*Your task*
In the records below, the lines from the one with "of the white" through the last are to be printed exactly, and nothing else.
** Source data follows **
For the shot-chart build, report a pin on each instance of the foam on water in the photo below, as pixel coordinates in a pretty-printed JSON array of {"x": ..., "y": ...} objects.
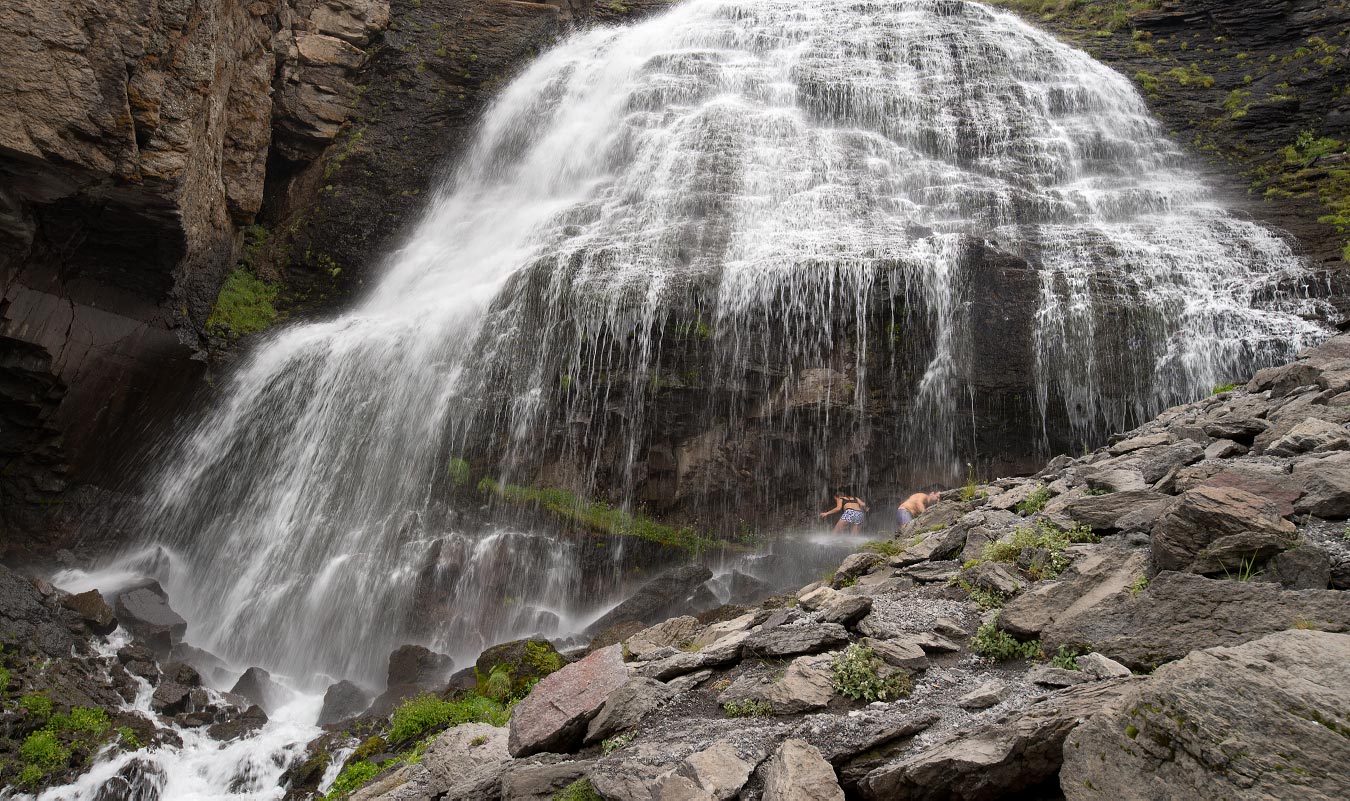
[{"x": 759, "y": 174}]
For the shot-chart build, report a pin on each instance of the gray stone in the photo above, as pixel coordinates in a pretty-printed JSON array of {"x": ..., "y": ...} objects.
[
  {"x": 257, "y": 685},
  {"x": 1100, "y": 573},
  {"x": 797, "y": 771},
  {"x": 1325, "y": 485},
  {"x": 847, "y": 609},
  {"x": 1302, "y": 567},
  {"x": 343, "y": 701},
  {"x": 1104, "y": 511},
  {"x": 677, "y": 631},
  {"x": 627, "y": 707},
  {"x": 1225, "y": 449},
  {"x": 1260, "y": 720},
  {"x": 805, "y": 686},
  {"x": 1183, "y": 612},
  {"x": 984, "y": 696},
  {"x": 1056, "y": 677},
  {"x": 898, "y": 653},
  {"x": 718, "y": 770},
  {"x": 855, "y": 566},
  {"x": 146, "y": 613},
  {"x": 540, "y": 780},
  {"x": 1214, "y": 530},
  {"x": 787, "y": 640},
  {"x": 554, "y": 716},
  {"x": 1019, "y": 750}
]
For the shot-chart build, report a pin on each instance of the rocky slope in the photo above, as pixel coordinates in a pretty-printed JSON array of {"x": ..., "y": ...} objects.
[
  {"x": 1169, "y": 611},
  {"x": 176, "y": 176}
]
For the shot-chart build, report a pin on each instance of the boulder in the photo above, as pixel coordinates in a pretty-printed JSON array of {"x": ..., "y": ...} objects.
[
  {"x": 257, "y": 685},
  {"x": 789, "y": 640},
  {"x": 1265, "y": 719},
  {"x": 805, "y": 686},
  {"x": 1181, "y": 612},
  {"x": 847, "y": 609},
  {"x": 1302, "y": 567},
  {"x": 674, "y": 632},
  {"x": 93, "y": 611},
  {"x": 1223, "y": 449},
  {"x": 554, "y": 716},
  {"x": 1323, "y": 484},
  {"x": 984, "y": 696},
  {"x": 1049, "y": 676},
  {"x": 1100, "y": 667},
  {"x": 1283, "y": 378},
  {"x": 898, "y": 653},
  {"x": 1019, "y": 750},
  {"x": 529, "y": 661},
  {"x": 343, "y": 701},
  {"x": 718, "y": 770},
  {"x": 1212, "y": 530},
  {"x": 542, "y": 778},
  {"x": 627, "y": 707},
  {"x": 146, "y": 613},
  {"x": 1235, "y": 428},
  {"x": 651, "y": 603},
  {"x": 797, "y": 771},
  {"x": 463, "y": 763},
  {"x": 1104, "y": 511},
  {"x": 1310, "y": 436}
]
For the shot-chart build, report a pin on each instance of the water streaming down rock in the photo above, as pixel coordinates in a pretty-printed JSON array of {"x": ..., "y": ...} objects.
[{"x": 712, "y": 262}]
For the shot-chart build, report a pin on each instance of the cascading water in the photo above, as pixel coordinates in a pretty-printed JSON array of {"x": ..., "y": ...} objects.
[{"x": 731, "y": 249}]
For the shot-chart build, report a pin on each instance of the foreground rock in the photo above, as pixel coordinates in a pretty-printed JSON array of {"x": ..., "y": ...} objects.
[
  {"x": 1179, "y": 613},
  {"x": 556, "y": 712},
  {"x": 1018, "y": 751},
  {"x": 1266, "y": 719}
]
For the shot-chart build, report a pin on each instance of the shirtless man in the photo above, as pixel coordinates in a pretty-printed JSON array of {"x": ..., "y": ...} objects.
[{"x": 914, "y": 505}]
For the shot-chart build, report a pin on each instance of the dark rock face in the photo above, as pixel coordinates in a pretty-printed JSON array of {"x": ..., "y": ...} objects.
[
  {"x": 342, "y": 701},
  {"x": 1239, "y": 721},
  {"x": 145, "y": 611}
]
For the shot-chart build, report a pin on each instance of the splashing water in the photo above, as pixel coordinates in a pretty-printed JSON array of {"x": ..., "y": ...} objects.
[{"x": 741, "y": 222}]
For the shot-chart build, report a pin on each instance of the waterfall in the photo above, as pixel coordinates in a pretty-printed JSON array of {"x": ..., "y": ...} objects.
[{"x": 733, "y": 251}]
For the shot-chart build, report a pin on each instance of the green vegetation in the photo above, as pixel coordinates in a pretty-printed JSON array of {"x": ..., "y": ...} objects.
[
  {"x": 1065, "y": 658},
  {"x": 1036, "y": 501},
  {"x": 37, "y": 705},
  {"x": 42, "y": 755},
  {"x": 128, "y": 738},
  {"x": 353, "y": 777},
  {"x": 459, "y": 473},
  {"x": 1042, "y": 535},
  {"x": 748, "y": 708},
  {"x": 243, "y": 304},
  {"x": 578, "y": 790},
  {"x": 598, "y": 516},
  {"x": 999, "y": 646},
  {"x": 425, "y": 712},
  {"x": 859, "y": 674},
  {"x": 617, "y": 742}
]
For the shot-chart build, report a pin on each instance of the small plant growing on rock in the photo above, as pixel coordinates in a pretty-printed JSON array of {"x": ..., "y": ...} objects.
[
  {"x": 1065, "y": 658},
  {"x": 578, "y": 790},
  {"x": 617, "y": 742},
  {"x": 999, "y": 646},
  {"x": 859, "y": 674},
  {"x": 748, "y": 708},
  {"x": 1036, "y": 501}
]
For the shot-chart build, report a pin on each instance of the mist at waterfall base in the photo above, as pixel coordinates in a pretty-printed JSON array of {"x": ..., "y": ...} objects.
[{"x": 771, "y": 216}]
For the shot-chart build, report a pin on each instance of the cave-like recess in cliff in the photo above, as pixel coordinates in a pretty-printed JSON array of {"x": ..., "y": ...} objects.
[{"x": 705, "y": 268}]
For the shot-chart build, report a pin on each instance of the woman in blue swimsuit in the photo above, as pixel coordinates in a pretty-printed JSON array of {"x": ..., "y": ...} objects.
[{"x": 853, "y": 509}]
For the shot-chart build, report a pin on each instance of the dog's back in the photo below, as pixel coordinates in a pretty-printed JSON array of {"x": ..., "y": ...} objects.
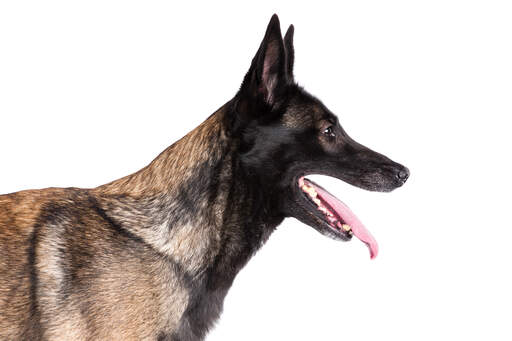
[
  {"x": 18, "y": 215},
  {"x": 69, "y": 271}
]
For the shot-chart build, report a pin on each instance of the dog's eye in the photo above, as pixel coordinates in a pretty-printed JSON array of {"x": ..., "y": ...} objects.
[{"x": 329, "y": 131}]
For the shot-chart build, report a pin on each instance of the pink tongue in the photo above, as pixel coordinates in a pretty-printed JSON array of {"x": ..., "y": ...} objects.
[{"x": 351, "y": 219}]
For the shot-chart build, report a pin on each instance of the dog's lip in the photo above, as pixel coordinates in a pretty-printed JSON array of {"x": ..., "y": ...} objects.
[
  {"x": 313, "y": 208},
  {"x": 343, "y": 212}
]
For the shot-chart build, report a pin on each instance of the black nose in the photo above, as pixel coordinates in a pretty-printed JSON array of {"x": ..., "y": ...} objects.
[{"x": 403, "y": 174}]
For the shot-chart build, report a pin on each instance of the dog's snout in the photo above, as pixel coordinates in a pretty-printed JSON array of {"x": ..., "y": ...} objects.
[{"x": 403, "y": 174}]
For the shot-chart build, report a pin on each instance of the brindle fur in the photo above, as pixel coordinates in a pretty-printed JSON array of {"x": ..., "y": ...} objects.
[{"x": 151, "y": 256}]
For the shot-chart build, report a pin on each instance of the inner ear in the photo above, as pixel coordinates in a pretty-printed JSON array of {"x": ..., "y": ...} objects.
[
  {"x": 267, "y": 73},
  {"x": 289, "y": 51},
  {"x": 272, "y": 67}
]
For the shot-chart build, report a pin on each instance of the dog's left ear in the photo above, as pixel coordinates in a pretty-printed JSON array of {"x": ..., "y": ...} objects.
[
  {"x": 270, "y": 68},
  {"x": 290, "y": 54}
]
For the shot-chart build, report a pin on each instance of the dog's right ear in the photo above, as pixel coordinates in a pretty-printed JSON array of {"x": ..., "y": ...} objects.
[{"x": 269, "y": 68}]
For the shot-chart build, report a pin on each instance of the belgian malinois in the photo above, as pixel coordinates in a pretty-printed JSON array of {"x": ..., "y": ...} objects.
[{"x": 152, "y": 255}]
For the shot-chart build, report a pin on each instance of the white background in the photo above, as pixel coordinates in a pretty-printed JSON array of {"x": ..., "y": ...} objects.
[{"x": 93, "y": 91}]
** End of Source data **
*Response*
For the shot-chart build, report a pin on each instance of the white background in the photo above, as pixel coordinates in a pretty-printed JSON array of {"x": ..., "y": ...} objects.
[{"x": 93, "y": 91}]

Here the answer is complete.